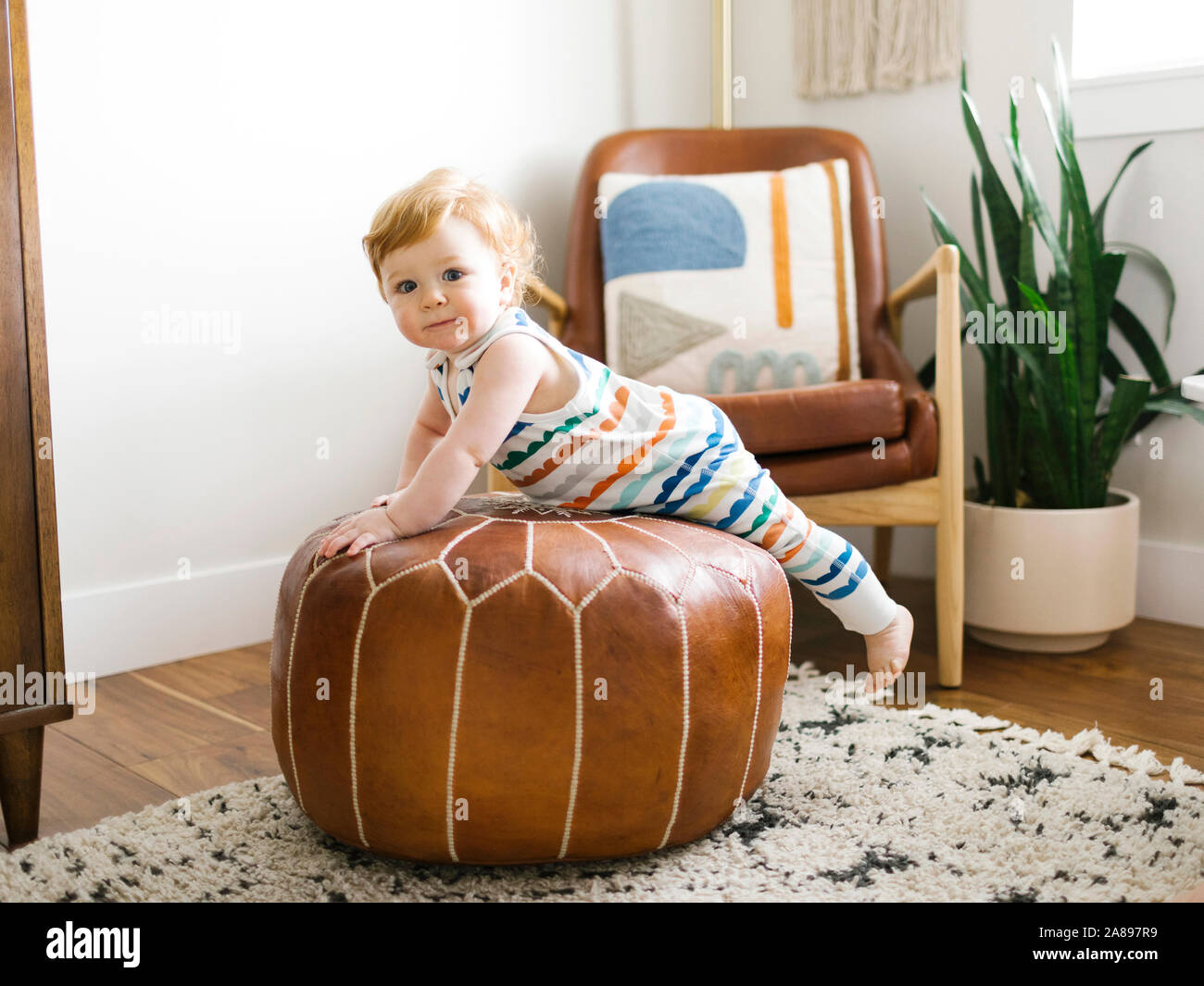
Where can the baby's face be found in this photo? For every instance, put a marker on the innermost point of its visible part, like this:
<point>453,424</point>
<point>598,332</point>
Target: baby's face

* * *

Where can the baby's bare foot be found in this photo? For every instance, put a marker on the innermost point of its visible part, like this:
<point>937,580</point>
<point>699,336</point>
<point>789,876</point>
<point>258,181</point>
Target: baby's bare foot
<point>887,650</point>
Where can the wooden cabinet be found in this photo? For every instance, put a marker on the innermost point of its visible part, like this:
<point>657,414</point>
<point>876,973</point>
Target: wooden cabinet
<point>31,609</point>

---

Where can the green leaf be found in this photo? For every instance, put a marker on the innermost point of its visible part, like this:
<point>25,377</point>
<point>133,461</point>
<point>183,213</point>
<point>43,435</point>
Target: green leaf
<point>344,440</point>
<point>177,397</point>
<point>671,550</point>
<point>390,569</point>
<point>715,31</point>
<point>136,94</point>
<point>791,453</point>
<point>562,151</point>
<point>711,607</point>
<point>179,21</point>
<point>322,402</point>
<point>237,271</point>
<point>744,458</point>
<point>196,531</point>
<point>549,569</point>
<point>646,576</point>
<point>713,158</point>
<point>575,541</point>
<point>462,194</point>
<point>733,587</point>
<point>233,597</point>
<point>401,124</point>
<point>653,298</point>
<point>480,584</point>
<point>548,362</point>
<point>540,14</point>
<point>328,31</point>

### PROBLEM TO WORK ON
Search the entries for the word "face". Copy each line where it appears.

### SOLUTION FOR THIS TASK
Where can the baby's face be found in this photo? For every instance, put a marker on the innermost point of its visible part, like this:
Target: baby's face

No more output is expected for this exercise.